Just over four years after opening at 45 S. French Broad Ave., Grail Moviehouse is moving to a new home. Owners Davida Horwitz and Steve White will announce the exact location once a lease is signed but plan to stick with a three-screen layout, possibly growing to four, and guarantee free parking.
Horwitz and White had been considering a different spot for a while, and as the COVID-19 pandemic unfolded, they say it became clear they had to decide between investing in their current space or expediting the relocation. The week of May 11, they chose the latter option, which will allow them to create a space designed for social distancing for as long as it is needed, rather than reopen to uncertainty in their current building.
“The partners that we would be dealing with — the property owners/landlords — are also enthusiastic about it, so we have a good feeling we’re going to make it work where we’re looking,” White says.
The Grail has been closed since March 16 but quickly entered into a revenue-share partnership with independent distributors, including Oscilloscope Laboratories and Kino Lorber, to offer digital rentals of new indie/art releases. While such films as Up from the Streets and Fantastic Fungi have performed well, Horwitz views the initiative as less of a revenue generator and more a means of giving their loyal patrons new movies in a curated manner.

(Dataset entries)

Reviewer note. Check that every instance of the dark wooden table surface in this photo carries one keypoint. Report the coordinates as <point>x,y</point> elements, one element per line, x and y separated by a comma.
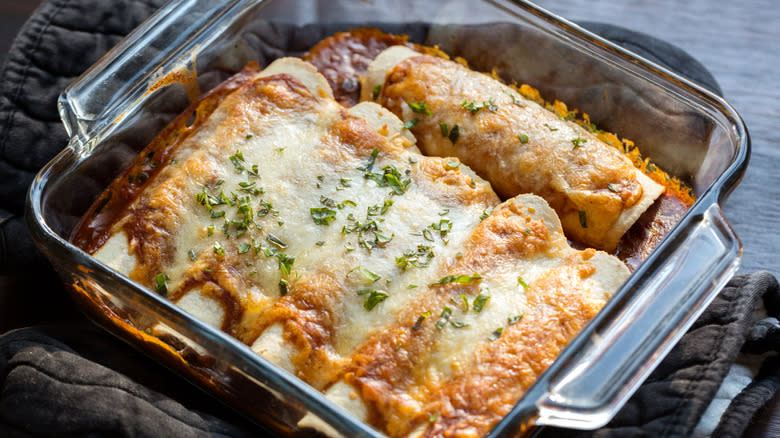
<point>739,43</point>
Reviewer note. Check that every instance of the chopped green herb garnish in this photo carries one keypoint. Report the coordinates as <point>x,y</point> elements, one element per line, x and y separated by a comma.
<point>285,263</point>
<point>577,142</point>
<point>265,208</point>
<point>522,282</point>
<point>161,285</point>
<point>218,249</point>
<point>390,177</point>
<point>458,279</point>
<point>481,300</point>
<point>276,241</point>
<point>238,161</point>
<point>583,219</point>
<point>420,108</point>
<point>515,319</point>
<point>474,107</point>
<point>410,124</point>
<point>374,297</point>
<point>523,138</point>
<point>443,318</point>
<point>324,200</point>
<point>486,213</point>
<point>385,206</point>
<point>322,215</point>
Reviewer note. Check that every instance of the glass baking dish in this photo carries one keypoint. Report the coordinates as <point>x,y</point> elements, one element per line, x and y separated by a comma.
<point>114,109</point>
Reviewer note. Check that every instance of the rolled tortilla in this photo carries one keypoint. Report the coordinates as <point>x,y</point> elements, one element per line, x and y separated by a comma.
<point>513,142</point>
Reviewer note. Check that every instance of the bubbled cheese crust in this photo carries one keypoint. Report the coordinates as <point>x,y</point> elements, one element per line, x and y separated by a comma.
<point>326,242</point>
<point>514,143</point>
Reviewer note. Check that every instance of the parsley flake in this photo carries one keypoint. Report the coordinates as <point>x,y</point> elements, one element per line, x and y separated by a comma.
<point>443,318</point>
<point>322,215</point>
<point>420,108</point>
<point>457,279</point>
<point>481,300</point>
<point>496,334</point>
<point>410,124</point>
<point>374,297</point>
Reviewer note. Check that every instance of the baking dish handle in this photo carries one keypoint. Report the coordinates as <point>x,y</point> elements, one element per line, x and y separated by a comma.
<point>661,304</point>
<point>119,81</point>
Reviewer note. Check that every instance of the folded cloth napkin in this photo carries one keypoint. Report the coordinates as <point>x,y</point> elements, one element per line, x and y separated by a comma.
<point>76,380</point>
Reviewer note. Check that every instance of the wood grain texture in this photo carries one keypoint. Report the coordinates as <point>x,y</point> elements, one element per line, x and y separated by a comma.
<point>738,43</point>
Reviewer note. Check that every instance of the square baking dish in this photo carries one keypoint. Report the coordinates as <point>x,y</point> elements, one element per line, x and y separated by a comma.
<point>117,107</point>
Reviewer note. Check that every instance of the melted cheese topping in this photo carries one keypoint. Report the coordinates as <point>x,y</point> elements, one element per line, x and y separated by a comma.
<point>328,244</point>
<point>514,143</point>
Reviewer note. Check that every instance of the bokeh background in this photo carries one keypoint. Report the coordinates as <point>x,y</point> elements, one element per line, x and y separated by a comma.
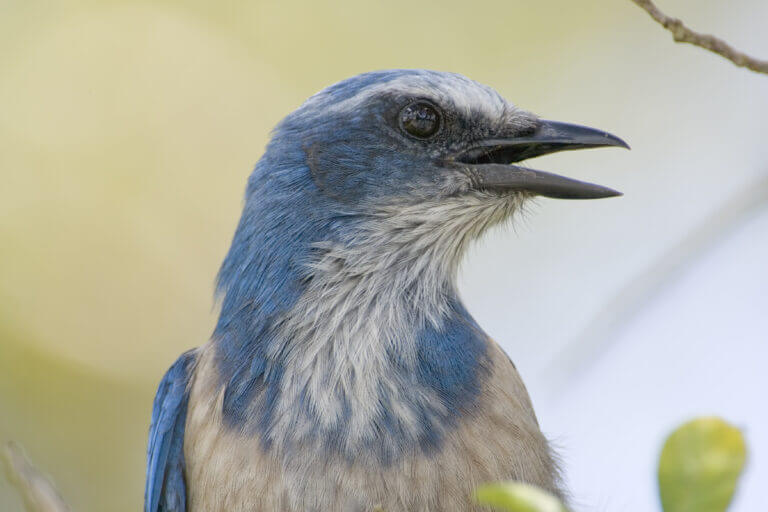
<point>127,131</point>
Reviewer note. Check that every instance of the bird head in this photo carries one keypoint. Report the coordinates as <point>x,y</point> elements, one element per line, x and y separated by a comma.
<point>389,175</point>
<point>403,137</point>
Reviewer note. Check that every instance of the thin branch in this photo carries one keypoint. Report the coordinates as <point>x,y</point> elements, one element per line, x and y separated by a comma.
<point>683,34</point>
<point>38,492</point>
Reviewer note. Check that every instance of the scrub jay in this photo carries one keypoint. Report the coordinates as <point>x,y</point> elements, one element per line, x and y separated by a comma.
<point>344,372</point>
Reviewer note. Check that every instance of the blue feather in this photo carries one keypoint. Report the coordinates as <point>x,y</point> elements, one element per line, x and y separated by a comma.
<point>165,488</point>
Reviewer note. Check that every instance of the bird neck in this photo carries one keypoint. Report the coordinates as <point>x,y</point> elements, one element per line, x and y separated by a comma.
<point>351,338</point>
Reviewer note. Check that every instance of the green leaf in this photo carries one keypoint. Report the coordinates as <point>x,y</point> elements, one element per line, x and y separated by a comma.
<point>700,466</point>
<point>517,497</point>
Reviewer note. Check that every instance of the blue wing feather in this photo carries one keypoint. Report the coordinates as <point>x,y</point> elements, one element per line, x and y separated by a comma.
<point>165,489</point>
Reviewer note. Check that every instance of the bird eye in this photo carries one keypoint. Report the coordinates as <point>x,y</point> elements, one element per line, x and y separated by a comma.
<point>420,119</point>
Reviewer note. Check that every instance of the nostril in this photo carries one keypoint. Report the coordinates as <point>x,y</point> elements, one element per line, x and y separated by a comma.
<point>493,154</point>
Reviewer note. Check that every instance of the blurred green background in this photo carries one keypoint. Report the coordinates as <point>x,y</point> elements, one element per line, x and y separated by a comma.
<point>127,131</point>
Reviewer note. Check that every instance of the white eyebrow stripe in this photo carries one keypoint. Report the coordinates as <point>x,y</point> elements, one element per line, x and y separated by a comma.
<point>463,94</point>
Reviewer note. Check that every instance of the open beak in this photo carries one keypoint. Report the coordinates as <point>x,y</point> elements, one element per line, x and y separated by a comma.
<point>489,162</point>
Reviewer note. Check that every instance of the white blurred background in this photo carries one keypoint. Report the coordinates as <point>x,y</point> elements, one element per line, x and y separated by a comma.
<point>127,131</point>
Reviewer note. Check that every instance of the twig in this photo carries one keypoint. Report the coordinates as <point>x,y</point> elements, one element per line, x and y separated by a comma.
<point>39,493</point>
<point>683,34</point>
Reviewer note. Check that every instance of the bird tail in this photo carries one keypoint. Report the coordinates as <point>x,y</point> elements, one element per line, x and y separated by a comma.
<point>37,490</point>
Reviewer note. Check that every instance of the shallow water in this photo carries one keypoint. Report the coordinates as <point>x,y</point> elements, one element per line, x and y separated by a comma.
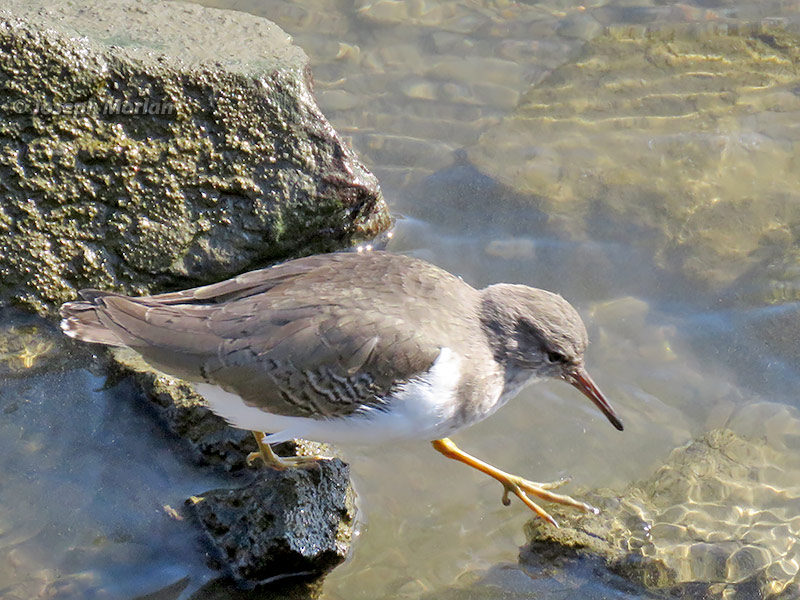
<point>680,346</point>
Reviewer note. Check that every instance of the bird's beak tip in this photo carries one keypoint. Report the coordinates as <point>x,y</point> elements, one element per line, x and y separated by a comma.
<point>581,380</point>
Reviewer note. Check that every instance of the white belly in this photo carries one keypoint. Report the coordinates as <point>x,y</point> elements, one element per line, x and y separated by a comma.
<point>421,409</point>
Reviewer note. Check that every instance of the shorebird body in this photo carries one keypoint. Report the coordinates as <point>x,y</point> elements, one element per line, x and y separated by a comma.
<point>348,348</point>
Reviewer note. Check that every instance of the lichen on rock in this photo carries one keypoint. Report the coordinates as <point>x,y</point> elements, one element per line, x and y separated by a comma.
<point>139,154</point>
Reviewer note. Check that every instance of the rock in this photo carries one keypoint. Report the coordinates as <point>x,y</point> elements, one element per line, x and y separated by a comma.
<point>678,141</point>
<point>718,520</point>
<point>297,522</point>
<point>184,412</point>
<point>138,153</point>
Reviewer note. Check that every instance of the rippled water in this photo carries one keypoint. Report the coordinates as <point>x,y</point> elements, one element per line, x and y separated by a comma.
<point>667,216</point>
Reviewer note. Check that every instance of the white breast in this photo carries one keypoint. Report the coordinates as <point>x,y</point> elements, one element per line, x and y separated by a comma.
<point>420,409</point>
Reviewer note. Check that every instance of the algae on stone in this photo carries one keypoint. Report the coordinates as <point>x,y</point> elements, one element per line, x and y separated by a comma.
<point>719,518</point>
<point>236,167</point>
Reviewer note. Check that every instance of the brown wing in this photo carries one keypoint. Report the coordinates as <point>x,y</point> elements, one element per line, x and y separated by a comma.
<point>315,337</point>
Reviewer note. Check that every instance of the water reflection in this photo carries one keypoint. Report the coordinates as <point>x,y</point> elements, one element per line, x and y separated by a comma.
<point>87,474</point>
...
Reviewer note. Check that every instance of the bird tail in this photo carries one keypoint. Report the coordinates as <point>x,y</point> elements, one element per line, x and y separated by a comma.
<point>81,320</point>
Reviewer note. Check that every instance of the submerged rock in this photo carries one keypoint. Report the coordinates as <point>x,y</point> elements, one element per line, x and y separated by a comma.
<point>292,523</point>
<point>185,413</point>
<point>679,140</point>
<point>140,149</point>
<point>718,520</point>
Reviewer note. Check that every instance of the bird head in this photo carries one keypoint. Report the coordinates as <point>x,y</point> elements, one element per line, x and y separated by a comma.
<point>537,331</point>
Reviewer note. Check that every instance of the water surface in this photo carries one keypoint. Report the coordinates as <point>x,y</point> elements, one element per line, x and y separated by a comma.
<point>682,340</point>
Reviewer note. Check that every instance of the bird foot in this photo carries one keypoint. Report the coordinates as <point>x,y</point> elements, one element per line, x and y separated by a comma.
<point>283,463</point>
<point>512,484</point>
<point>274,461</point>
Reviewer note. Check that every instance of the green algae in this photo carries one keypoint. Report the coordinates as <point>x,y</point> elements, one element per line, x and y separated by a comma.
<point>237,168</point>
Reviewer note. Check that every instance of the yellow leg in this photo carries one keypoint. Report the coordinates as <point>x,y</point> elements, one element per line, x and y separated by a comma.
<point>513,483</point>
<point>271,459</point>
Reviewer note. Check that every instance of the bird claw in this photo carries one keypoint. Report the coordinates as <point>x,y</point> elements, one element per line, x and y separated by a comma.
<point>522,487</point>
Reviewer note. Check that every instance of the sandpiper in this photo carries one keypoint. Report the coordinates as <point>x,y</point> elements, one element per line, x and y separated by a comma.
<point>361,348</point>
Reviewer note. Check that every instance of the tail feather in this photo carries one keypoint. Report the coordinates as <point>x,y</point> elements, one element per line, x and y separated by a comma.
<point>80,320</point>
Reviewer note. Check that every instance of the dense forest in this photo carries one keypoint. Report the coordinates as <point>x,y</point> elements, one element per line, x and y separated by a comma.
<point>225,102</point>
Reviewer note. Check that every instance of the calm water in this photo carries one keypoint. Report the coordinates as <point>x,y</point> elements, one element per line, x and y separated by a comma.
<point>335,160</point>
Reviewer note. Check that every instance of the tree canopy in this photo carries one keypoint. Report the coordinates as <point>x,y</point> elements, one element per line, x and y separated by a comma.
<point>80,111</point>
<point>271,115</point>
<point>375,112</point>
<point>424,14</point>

*Required actions:*
[A] Transcribe the stretch of the Grail Moviehouse article from "Horwitz and White" through "their current building.".
[B] List every business or company that the Grail Moviehouse article names.
[C] Resume the Grail Moviehouse article from the point at which it stops.

*Answers to the problems:*
[A]
Horwitz and White had been considering a different spot for a while, and as the COVID-19 pandemic unfolded, they say it became clear they had to decide between investing in their current space or expediting the relocation. The week of May 11, they chose the latter option, which will allow them to create a space designed for social distancing for as long as it is needed, rather than reopen to uncertainty in their current building.

[B]
Grail Moviehouse
Oscilloscope Laboratories
Kino Lorber

[C]
“In the meantime, we’ll keep the virtual cinema as long as it’s going, and hopefully we can do pop-ups,” she says. “We don’t know if that would be a once-a-month situation or more often, but we’re definitely hoping to do stuff in the interim until we open up.”
These indoor screenings with safety measures in place would echo the path taken prior to opening the Grail, which included a showing of its namesake film, Monty Python and the Holy Grail, at Asheville Community Theatre.
Looking back at their time on French Broad, the owners, who are also partners, fondly recall their children growing up in the theater, the employees they’ve stayed in touch with and the many instances of sitting in their office and hearing positive audience reactions to a film.
“While we were playing Cinema Paradiso that first week, and I could hear the music coming through, and I knew there were people sitting in there, watching that movie, and it was an emotional moment,” White says. “That first week, we were terrified. We didn’t know if it was gonna work, and it took a while to get it to the point where we were comfortable, because every day we would make little improvements.”
Horwitz concurs, adding: “Asheville is really so special. I don’t think that this could work in too many other places.”